PROVIDED PASSAGE:
━━━━━━━━━━━━━━━━

Caleb Browder, Contributor

Clemson head coach Dabo Swinney leads his team out of the tunnel in the 2021 Cheez-It Bowl. Clemson went on to defeat Iowa State in the game, securing the team’s tenth win on the season.

It is safe to say that Clemson football did not meet preseason expectations this year, as they missed the ACC Championship game for the first time since 2014 and missed the College Football Playoff (CFP) for the first time since 2015. However, that does not mean it was a bad season.
“I’m as proud of this team as the 15-0 team when we held up the trophy,” head coach Dabo Swinney said after the Cheez-It Bowl. “It’s incredible what they had to deal with this year…. They never flinched. They kept fighting. They kept faith, and they finished.”
This season, the Tigers showed what the Clemson culture is all about through hard work, grit and resilience. 

Paws up: Clemson culture 

After a 2-2 start to the season, many people wrote off Clemson as a team that could compete, let alone win ten games.

In their final nine games, Clemson went 9-1, including a six-game winning streak that was highlighted by a win over No. 10 Wake Forest and a Cheez-It Bowl victory.

“This team is right there with any team I’ve had,” said Swinney. “There’s not many programs out there that could have done what this group did this year.”

Coach Swinney was right; there are not many programs that could handle the lengthy injury report and earlyseason struggles that Clemson faced.

Furthermore, Clemson has had nine scholarship players enter the transfer portal since September.

Despite having 28 scholarship players unavailable to play in the CheezIt Bowl and two coordinators leave, the Tigers still had zero opt-outs for the bowl game. That commitment shows the Clemson culture that coach Swinney has developed with his players and staff.

Paws down: Injuries

Perhaps the biggest reason why Clemson was unable to return to the ACC Championship and CFP is because of the long list of injuries Clemson faced.

To start, Clemson had five season-ending injuries by the team’s bye week in week six, including Bryan Bresse and Landon Zanders.

Clemson also lost a significant number of players for large chunks of the regular season to injuries like Will Shipley, Tyler Davis and Justyn Ross.

Not only did Clemson lose star players, they also lost depth. This lack of depth contributed to Clemson’s offensive struggles, primarily passing.

Despite having talented backups at offensive line and receiver, it is hard for players to succeed early if they lack experience.

By Clemson’s final regularseason game, quarterback DJ Uiagalelei’s receiving core had true freshmen Beaux Collins and Dacari Collins at wideout with senior Will Swinney in the slot as starters.

Like many people’s New Year’s resolutions, Clemson’s will be better health.

Paws up: Will Shipley 

Despite being a true freshman, Will Shipley put together an incredible season and etched his name into Clemson history.

With the combination of downhill running and speed, Shipley racked up over 800 total yards (739 rushing, 116 receiving) and 11 rushing touchdowns in only 10 games.

━━━━━━━━━━━━━━━━

DO THIS: Reproduce the part of the Clemson football article from "Despite having 28" up to and including "and Justyn Ross.", word for word.

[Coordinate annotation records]
━━━━━━━━━━━━━━━━

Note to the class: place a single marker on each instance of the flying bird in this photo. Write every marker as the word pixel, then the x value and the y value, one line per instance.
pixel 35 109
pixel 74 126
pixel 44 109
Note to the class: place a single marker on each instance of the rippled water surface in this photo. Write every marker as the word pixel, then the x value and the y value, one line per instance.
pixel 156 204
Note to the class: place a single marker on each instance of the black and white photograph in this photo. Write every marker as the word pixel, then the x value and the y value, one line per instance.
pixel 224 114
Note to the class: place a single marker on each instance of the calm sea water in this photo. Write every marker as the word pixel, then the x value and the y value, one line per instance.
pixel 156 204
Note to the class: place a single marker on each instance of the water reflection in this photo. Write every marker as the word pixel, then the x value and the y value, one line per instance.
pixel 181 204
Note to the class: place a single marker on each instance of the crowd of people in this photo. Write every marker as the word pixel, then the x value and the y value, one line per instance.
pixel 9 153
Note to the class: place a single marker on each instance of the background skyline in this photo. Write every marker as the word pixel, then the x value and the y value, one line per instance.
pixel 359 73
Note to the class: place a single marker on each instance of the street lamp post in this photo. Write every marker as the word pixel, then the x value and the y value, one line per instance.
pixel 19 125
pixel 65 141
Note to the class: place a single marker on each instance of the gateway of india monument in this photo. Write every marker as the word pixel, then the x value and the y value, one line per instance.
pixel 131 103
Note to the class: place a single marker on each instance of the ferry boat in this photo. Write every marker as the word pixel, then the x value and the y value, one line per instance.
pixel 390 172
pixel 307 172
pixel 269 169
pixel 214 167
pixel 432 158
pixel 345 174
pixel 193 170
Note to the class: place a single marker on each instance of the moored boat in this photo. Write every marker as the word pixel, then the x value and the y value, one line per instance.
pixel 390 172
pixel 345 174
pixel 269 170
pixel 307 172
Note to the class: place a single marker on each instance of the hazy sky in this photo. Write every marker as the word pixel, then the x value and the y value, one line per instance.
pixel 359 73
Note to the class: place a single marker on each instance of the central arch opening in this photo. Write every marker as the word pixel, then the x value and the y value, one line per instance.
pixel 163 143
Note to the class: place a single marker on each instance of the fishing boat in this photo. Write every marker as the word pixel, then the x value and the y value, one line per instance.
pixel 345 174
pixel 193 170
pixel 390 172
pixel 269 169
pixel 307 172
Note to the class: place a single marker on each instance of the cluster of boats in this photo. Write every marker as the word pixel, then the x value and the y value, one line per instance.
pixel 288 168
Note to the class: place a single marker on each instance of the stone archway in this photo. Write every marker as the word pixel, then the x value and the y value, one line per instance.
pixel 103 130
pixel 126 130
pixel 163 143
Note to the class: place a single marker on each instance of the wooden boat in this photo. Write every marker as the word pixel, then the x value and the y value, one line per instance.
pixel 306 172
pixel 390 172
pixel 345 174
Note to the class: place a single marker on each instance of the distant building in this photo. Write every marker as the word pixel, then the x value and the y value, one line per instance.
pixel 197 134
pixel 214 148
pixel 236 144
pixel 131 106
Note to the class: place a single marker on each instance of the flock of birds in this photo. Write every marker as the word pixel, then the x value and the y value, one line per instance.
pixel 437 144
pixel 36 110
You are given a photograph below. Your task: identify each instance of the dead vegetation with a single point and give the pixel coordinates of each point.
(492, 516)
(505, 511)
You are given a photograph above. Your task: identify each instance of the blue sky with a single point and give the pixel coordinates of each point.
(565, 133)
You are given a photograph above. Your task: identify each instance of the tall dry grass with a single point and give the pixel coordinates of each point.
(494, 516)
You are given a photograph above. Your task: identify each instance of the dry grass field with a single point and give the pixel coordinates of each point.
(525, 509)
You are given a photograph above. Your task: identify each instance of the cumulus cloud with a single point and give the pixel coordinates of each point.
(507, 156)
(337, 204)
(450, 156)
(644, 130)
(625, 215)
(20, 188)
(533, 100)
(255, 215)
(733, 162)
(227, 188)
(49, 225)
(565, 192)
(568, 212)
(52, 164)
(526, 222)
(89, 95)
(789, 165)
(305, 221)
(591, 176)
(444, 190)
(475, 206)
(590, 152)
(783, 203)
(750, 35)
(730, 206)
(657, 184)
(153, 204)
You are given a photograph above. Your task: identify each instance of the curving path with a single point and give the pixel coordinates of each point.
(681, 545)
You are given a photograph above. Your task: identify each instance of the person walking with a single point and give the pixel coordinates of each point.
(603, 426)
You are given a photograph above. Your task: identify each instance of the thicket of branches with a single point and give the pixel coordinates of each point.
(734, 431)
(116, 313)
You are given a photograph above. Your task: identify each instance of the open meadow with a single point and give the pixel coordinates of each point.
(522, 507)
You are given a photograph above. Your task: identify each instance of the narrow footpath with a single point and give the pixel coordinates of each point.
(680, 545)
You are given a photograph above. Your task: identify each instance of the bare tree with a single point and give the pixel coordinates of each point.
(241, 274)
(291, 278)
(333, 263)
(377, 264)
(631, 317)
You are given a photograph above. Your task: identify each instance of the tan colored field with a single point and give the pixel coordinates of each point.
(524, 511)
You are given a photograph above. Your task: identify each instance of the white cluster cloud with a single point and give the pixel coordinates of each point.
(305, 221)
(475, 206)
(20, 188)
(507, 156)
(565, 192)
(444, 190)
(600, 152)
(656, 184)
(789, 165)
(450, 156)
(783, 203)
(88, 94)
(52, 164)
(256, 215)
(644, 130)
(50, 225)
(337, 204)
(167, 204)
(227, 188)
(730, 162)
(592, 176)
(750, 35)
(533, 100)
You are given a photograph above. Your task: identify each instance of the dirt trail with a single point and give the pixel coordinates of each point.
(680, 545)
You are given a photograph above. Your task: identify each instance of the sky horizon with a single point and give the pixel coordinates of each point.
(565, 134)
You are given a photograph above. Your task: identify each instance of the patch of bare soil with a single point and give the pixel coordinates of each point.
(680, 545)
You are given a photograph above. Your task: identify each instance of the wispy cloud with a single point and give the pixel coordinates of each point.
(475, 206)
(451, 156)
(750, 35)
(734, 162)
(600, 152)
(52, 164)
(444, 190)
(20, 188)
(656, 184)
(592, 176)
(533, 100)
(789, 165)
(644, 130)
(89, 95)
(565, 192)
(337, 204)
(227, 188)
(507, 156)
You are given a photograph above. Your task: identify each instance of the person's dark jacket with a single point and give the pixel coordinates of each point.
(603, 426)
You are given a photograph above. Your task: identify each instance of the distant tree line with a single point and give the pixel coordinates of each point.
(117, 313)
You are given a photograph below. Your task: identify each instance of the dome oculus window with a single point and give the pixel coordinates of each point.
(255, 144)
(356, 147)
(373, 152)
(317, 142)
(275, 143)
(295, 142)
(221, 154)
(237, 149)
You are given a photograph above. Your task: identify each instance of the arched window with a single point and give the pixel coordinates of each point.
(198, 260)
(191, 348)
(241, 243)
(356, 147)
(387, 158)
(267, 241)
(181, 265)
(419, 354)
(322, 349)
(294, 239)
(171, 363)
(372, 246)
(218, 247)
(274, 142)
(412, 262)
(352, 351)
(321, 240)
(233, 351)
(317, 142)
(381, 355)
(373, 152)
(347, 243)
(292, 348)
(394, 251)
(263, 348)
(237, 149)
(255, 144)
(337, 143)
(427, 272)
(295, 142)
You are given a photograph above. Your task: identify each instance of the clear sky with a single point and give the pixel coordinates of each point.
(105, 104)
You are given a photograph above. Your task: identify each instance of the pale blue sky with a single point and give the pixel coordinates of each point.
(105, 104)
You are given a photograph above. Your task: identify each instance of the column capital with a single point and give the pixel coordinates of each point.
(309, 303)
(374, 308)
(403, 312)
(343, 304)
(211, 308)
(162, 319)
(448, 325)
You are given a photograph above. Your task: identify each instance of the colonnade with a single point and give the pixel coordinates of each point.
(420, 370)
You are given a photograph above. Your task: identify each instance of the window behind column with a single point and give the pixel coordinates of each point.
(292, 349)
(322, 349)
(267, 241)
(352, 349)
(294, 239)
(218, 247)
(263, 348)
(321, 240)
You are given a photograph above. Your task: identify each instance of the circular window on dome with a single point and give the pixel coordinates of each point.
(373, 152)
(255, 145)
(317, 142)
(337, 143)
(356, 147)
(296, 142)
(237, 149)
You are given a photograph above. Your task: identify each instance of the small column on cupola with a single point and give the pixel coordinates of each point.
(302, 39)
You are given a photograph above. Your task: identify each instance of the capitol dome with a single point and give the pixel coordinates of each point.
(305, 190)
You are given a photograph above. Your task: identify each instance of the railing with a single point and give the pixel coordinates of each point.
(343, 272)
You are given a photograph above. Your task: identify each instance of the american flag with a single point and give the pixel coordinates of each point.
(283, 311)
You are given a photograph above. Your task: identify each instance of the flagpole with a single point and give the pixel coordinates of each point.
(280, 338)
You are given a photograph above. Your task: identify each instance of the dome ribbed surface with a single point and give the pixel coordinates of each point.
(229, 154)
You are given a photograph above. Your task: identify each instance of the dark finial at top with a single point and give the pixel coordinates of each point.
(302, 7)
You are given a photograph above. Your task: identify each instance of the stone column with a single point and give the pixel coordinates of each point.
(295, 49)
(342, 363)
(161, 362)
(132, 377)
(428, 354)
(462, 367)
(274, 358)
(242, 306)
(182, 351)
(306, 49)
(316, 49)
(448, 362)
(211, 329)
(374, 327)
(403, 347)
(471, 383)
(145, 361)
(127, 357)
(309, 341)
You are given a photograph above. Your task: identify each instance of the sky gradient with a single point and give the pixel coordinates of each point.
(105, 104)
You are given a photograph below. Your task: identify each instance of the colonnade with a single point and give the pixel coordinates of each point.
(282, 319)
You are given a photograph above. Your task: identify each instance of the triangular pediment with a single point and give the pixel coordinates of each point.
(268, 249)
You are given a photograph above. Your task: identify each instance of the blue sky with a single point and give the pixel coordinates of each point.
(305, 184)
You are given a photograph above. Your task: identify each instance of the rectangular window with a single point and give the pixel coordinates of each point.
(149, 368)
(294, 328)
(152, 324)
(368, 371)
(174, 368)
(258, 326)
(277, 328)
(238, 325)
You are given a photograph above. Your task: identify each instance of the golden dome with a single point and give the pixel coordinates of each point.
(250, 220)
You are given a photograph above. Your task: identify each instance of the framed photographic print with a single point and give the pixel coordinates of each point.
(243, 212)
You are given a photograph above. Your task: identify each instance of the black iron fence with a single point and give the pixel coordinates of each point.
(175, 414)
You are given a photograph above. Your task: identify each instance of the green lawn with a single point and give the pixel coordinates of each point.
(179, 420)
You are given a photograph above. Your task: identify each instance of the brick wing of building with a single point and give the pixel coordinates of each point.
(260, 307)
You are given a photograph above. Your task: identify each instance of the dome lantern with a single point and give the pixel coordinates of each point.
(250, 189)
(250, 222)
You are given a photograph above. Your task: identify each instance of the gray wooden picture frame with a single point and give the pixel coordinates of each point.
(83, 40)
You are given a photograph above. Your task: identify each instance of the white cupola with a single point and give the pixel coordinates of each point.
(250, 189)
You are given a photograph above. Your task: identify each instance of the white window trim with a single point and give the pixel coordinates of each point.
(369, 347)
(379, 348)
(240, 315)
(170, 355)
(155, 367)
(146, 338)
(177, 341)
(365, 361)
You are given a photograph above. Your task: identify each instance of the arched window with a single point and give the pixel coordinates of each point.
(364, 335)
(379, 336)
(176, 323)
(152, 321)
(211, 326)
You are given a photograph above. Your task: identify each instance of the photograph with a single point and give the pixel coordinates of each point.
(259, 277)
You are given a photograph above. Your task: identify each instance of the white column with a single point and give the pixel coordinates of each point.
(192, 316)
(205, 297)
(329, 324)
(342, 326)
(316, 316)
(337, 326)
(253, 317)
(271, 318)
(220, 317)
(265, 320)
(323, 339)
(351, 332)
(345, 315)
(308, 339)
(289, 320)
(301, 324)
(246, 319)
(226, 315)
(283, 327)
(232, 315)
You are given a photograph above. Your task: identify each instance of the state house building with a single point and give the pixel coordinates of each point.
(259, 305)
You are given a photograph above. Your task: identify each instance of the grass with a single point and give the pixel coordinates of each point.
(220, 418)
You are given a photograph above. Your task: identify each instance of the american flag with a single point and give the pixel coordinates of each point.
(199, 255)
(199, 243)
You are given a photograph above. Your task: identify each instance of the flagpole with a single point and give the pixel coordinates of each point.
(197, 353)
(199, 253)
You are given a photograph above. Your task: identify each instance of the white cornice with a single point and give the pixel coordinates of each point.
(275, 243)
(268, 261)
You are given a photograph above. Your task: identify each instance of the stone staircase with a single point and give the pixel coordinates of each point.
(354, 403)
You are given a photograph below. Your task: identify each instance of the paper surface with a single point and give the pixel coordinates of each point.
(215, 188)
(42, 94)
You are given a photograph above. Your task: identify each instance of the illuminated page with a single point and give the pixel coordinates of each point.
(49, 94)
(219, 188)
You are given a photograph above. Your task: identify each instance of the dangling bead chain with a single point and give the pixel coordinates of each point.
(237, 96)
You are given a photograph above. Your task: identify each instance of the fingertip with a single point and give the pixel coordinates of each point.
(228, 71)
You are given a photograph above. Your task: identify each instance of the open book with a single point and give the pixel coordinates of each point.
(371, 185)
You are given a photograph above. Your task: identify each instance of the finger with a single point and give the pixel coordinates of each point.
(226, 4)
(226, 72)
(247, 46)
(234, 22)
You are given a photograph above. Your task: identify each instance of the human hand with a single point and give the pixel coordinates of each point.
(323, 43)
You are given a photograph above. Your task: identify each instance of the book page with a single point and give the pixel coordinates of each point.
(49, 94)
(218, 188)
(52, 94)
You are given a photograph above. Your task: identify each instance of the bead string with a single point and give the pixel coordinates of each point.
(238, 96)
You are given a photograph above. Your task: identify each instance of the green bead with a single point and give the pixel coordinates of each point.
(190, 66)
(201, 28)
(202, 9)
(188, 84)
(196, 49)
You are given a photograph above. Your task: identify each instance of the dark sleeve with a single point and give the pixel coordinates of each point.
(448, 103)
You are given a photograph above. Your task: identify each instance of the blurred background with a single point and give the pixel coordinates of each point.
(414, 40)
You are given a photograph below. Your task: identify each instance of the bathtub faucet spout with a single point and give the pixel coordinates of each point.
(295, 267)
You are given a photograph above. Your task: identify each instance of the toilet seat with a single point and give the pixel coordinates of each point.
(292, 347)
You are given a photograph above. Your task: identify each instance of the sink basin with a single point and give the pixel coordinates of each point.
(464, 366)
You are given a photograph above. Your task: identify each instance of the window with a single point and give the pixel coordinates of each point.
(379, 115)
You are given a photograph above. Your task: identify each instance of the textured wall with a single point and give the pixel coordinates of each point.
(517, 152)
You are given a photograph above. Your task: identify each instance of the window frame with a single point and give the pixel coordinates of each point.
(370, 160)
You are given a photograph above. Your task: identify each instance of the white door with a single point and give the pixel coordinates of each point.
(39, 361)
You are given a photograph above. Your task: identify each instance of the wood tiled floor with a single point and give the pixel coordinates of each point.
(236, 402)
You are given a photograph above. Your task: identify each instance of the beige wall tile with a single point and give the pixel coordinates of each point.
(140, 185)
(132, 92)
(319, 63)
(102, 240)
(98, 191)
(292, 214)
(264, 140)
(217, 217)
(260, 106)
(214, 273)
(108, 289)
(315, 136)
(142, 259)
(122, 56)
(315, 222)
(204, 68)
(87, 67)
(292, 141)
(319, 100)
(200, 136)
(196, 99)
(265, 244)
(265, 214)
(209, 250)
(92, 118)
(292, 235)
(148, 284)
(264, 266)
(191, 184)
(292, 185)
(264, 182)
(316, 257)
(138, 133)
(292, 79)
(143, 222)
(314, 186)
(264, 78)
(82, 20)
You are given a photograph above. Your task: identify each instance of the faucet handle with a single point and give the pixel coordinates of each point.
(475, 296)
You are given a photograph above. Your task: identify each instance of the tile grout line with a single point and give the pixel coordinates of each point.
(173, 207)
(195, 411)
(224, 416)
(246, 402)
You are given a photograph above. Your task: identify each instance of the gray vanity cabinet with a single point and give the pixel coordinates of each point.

━━━━━━━━━━━━━━━━

TASK RESPONSE:
Despite having 28 scholarship players unavailable to play in the CheezIt Bowl and two coordinators leave, the Tigers still had zero opt-outs for the bowl game. That commitment shows the Clemson culture that coach Swinney has developed with his players and staff.

Paws down: Injuries

Perhaps the biggest reason why Clemson was unable to return to the ACC Championship and CFP is because of the long list of injuries Clemson faced.

To start, Clemson had five season-ending injuries by the team’s bye week in week six, including Bryan Bresse and Landon Zanders.

Clemson also lost a significant number of players for large chunks of the regular season to injuries like Will Shipley, Tyler Davis and Justyn Ross.